[Exercise instructions]
Output each entry that follows exactly. Images stay out.

Image object location entries
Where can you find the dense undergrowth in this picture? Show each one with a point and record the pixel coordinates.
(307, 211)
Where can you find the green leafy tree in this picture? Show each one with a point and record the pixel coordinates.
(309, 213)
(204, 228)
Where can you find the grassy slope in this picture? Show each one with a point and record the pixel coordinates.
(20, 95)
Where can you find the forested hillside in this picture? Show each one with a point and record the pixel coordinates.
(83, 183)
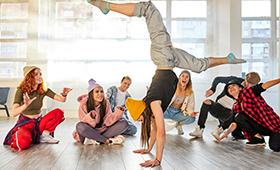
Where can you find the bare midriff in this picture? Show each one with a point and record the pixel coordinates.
(176, 105)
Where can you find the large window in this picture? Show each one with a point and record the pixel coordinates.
(78, 35)
(260, 37)
(13, 35)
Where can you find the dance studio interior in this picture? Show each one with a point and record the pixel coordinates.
(72, 41)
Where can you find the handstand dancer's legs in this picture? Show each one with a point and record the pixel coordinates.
(162, 52)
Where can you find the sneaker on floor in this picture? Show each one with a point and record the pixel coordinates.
(179, 128)
(88, 141)
(197, 132)
(216, 132)
(256, 142)
(117, 140)
(239, 136)
(47, 138)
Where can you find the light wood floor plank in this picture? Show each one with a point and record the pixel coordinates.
(181, 152)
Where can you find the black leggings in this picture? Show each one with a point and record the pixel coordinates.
(252, 128)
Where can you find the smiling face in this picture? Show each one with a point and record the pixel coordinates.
(234, 89)
(184, 79)
(38, 76)
(125, 85)
(98, 95)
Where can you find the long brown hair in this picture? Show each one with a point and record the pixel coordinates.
(91, 106)
(146, 127)
(28, 83)
(188, 89)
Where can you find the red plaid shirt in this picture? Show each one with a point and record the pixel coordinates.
(256, 107)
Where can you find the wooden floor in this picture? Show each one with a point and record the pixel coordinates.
(181, 152)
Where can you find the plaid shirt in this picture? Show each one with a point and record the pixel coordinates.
(23, 120)
(256, 107)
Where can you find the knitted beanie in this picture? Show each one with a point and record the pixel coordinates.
(27, 69)
(92, 85)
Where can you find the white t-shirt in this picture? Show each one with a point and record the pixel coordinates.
(120, 98)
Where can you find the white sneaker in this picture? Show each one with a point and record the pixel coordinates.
(179, 128)
(47, 138)
(197, 132)
(88, 141)
(217, 131)
(118, 140)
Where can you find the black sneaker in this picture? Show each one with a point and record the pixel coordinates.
(256, 142)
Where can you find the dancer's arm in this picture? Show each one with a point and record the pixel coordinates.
(17, 109)
(271, 83)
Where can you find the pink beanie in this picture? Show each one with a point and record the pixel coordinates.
(92, 85)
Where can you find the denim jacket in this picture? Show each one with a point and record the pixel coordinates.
(113, 91)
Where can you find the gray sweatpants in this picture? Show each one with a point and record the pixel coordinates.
(163, 54)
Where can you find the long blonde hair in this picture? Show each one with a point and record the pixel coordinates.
(188, 89)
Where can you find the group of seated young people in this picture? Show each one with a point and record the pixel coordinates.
(169, 101)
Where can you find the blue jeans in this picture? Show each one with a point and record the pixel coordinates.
(176, 114)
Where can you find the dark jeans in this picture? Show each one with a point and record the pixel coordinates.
(252, 128)
(224, 115)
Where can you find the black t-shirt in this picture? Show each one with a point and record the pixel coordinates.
(257, 90)
(163, 87)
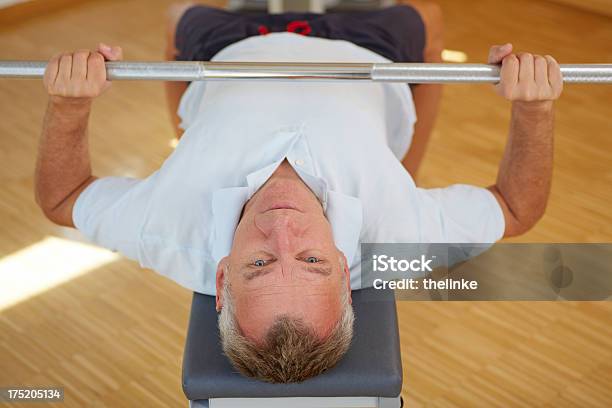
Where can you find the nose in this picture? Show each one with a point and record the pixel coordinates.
(281, 227)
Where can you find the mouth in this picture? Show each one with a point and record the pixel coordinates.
(283, 206)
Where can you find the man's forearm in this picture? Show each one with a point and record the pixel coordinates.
(525, 172)
(63, 167)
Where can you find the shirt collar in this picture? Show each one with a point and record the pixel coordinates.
(343, 212)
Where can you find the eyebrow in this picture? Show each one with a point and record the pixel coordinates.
(324, 270)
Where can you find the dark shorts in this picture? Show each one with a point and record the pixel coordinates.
(397, 33)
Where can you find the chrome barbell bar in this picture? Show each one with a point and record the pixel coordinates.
(379, 72)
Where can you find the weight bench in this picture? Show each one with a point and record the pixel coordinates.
(368, 376)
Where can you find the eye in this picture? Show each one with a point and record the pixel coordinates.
(259, 262)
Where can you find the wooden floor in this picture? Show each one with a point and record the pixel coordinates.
(114, 336)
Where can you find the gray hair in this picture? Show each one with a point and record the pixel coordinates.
(291, 350)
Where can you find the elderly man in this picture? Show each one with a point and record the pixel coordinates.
(274, 185)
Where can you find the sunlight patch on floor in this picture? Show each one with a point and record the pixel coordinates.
(46, 264)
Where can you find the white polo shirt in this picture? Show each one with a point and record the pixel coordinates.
(345, 140)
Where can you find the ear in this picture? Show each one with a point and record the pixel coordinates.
(347, 274)
(221, 267)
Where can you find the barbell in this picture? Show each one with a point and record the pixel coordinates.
(379, 72)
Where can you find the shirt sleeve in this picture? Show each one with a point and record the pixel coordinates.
(110, 213)
(460, 214)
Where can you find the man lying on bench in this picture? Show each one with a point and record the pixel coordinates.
(273, 185)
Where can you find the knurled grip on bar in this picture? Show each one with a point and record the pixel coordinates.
(379, 72)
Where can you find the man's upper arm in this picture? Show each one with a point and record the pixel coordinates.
(461, 214)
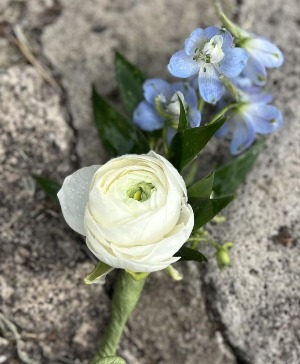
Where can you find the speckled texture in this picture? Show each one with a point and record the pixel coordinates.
(82, 41)
(41, 262)
(257, 301)
(255, 304)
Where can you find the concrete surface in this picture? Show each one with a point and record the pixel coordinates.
(254, 306)
(257, 302)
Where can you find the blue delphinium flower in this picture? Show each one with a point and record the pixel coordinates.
(161, 105)
(253, 115)
(209, 52)
(262, 54)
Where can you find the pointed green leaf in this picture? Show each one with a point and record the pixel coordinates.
(130, 82)
(229, 176)
(98, 274)
(112, 360)
(119, 135)
(203, 187)
(188, 143)
(190, 254)
(50, 187)
(183, 122)
(205, 209)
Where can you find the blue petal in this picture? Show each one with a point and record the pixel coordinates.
(255, 70)
(269, 55)
(260, 98)
(194, 82)
(182, 65)
(194, 118)
(243, 135)
(234, 62)
(154, 87)
(189, 93)
(227, 39)
(211, 88)
(146, 117)
(264, 118)
(196, 38)
(212, 31)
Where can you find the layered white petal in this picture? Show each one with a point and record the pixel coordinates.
(141, 235)
(74, 195)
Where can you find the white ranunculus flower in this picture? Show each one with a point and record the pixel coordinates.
(133, 211)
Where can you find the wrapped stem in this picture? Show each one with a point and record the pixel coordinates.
(126, 295)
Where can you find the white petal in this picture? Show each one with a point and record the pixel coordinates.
(73, 196)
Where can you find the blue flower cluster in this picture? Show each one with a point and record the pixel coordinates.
(161, 105)
(253, 115)
(209, 53)
(209, 56)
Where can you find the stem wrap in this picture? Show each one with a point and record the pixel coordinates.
(126, 295)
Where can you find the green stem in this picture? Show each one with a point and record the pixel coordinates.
(203, 240)
(201, 104)
(164, 141)
(126, 295)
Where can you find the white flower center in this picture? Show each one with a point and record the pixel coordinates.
(211, 52)
(170, 109)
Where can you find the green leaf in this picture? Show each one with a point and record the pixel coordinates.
(119, 135)
(188, 143)
(137, 276)
(205, 209)
(50, 187)
(98, 273)
(190, 254)
(229, 176)
(183, 122)
(202, 188)
(112, 360)
(130, 82)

[The result]
Where can you find the dense undergrowth in this picture? Show each one with a point and record the pixel coordinates.
(307, 211)
Where can you find the green leafy tree in this picture? Show each one with a point and record the pixel coordinates.
(309, 213)
(204, 228)
Where can you find the grassy slope in this picture? Show each one with a point and record the pixel coordinates.
(20, 95)
Where can you find the forested hillside in this picture? Show each one with a point and record the pixel coordinates.
(83, 183)
Where can you find the bare midriff in this picture? Show each one with a point and record the pixel coordinates.
(176, 105)
Where can you find the large window in this picture? Show each one with a point and record the pixel coordinates.
(78, 35)
(260, 37)
(13, 35)
Where can you find the dance studio interior in this picture? Show each one with a point and record the pixel coordinates.
(72, 41)
Where can you find the handstand dancer's legs in this picture? Show each one with a point and record the pixel coordinates.
(162, 52)
Where can you find the sneaker on floor in this picture? Show each one with a point and record the pixel coordinates.
(179, 128)
(88, 141)
(197, 132)
(216, 132)
(256, 142)
(117, 140)
(239, 136)
(47, 138)
Where can you find the light wood floor plank in this picture? Show each one with a point and record the pixel coordinates.
(181, 152)
Where can you find the black leggings in this picture? Show each one with a point and record the pixel coordinates.
(252, 128)
Where can you find the smiling face in this picture? Show each one with a point and record the pixel coordinates.
(234, 89)
(184, 79)
(38, 76)
(125, 85)
(98, 95)
Where can you find the long brown hair in this picture? Show each one with a point and record the pixel coordinates.
(91, 106)
(146, 127)
(28, 83)
(188, 89)
Where can you find the red plaid shirt in this picture? Show each one with a point and record the pixel coordinates.
(256, 107)
Where can you find the wooden floor in this picture? Show each one with a point and record the pixel coordinates.
(181, 152)
Where can you find the plaid shirt in this picture? Show each one with a point and record the pixel coordinates.
(23, 120)
(256, 107)
Where can you find the knitted beanie in this picture? Show each one with a point and record the pixel coordinates.
(27, 69)
(92, 85)
Where can you find the white t-shirt in this picture? Show each one with a point and record the pixel coordinates.
(120, 98)
Where can you find the white sneaker in this picture? Show each one with a point and record the pixel coordinates.
(179, 128)
(47, 138)
(197, 132)
(88, 141)
(217, 131)
(118, 140)
Where can you find the black sneaker in this picture? Show each one with a point and record the pixel coordinates.
(256, 142)
Where can you find the dancer's arm in this picture? Show each one with a point and record the pixel coordinates.
(17, 109)
(271, 83)
Where can you find the pink beanie in this picture? Show each one with a point and record the pixel coordinates.
(92, 85)
Where can you find the denim jacket in this picture? Show each one with a point and record the pixel coordinates.
(113, 91)
Where can you find the gray sweatpants in this picture? Show each one with a point and record the pixel coordinates.
(163, 54)
Where can you find the long blonde hair in this picture? Show each one with a point and record the pixel coordinates.
(188, 89)
Where can you find the group of seated young people in this picture? Show each one with a point and record the pixel coordinates.
(169, 101)
Where can you find the blue jeans in this picture? Show each one with a point and record the pixel coordinates.
(176, 114)
Where can you find the dark jeans in this picture? Show each one with a point and record the pixel coordinates.
(252, 128)
(224, 115)
Where can you find the black t-shirt in this picture? Show each one with a point and record the pixel coordinates.
(257, 90)
(163, 87)
Where can you find the nose in this picture? Show each one with a point and record the pixel coordinates.
(281, 227)
Where can you find the mouth in this picture? Show each one with a point and record the pixel coordinates.
(283, 206)
Where can you find the man's forearm in this picture? Show each one with a point and record the pixel coordinates.
(525, 172)
(63, 167)
Where can you find the shirt collar in this picture? Show each one with a point and record the pixel coordinates.
(343, 212)
Where can you find the eyebrow in this picture? Show each one with a point and record the pixel coordinates.
(324, 270)
Where can you find the dark shorts in this picture? Show each one with a point and record the pixel coordinates.
(397, 33)
Where can you find the chrome barbell bar in this picture? Show each one with a point and record the pixel coordinates.
(379, 72)
Where can you find the weight bench in this picture? Show each one with a point and record the pixel coordinates.
(368, 376)
Where can you find the eye in this picture? Show each one with a point and record the pixel coordinates.
(259, 262)
Where can you find the wooden floor in this picture? Show each one with a point and record the pixel coordinates.
(114, 336)
Where can you find the gray hair in this picture? Show each one with a point and record the pixel coordinates.
(291, 350)
Where can you find the elderly man in this picture? Show each one with a point and record the pixel coordinates.
(274, 185)
Where can you find the sunlight patch on floor in this picture? Show each one with a point and record the pixel coordinates.
(46, 264)
Where can you find the white polo shirt in this picture? Show each one with a point and record the pixel coordinates.
(345, 140)
Where can you find the ear in this picture? Show each one with a point and record the pixel coordinates.
(347, 274)
(221, 267)
Where can you find the barbell in this picture? Show each one with a point and record the pixel coordinates.
(379, 72)
Where can you find the shirt sleeve in this picture? Show each one with a point and record the pixel coordinates.
(110, 213)
(460, 214)
Where can you find the man lying on bench in this picture? Show each one with a point and record the pixel coordinates.
(273, 185)
Where can you find the knurled grip on bar in this picture? Show each one with a point and record the pixel coordinates.
(379, 72)
Where can you find the man's upper arm in this picture? Show each one with a point and record the pixel coordinates.
(461, 214)
Where can you find the speckled texture in this picture? Show each one with a point and record the pixel coordinates.
(82, 41)
(41, 262)
(257, 301)
(255, 304)
Where can you find the concrete surface in this picture? Show each one with a point and record the pixel coordinates.
(254, 306)
(257, 302)
Where can you find the blue delphinium flower in this picture? Show each one with a point and record the pixel coordinates.
(161, 105)
(253, 115)
(209, 52)
(262, 54)
Where can you find the pointed green leaf in this picture? Show each one with a point and record the pixel coordinates.
(130, 82)
(229, 176)
(98, 274)
(112, 360)
(119, 135)
(203, 187)
(188, 143)
(190, 254)
(50, 187)
(183, 122)
(205, 209)
Where can you find the blue petal in this picture? Show each one with a point and record the pixel coordinates.
(255, 70)
(269, 55)
(260, 98)
(194, 82)
(182, 65)
(194, 118)
(243, 135)
(234, 62)
(154, 87)
(189, 93)
(227, 39)
(211, 88)
(146, 117)
(264, 118)
(196, 38)
(212, 31)
Where can you find the layered white petal in this picture? Show each one with a point and record the pixel coordinates.
(141, 235)
(74, 195)
Where can you find the white ranunculus flower in this picture? Show each one with a point and record the pixel coordinates.
(133, 211)
Where can you find the wrapped stem in this picture? Show each one with a point and record the pixel coordinates.
(126, 295)
Where can you find the white petal in this picture? Show each one with a point and record the pixel coordinates.
(73, 196)
Where can you find the blue flower cluster in this picture? Show each one with a point and record the pixel coordinates.
(161, 105)
(253, 115)
(209, 53)
(209, 56)
Where can you find the stem wrap in this picture? Show each one with a point and record the pixel coordinates.
(126, 295)
Where can you find the green stem in this picture? Show each one with a point and record the pixel coordinates.
(203, 240)
(201, 104)
(164, 141)
(126, 295)
Where can you find the white flower center in this picture? Show each one with a point and record the pixel coordinates.
(211, 52)
(170, 109)
Where can you find the green leaf in this picture? Show each one with a point and record the pixel coordinates.
(119, 135)
(188, 143)
(137, 276)
(205, 209)
(50, 187)
(98, 273)
(190, 254)
(229, 176)
(183, 122)
(202, 188)
(112, 360)
(130, 82)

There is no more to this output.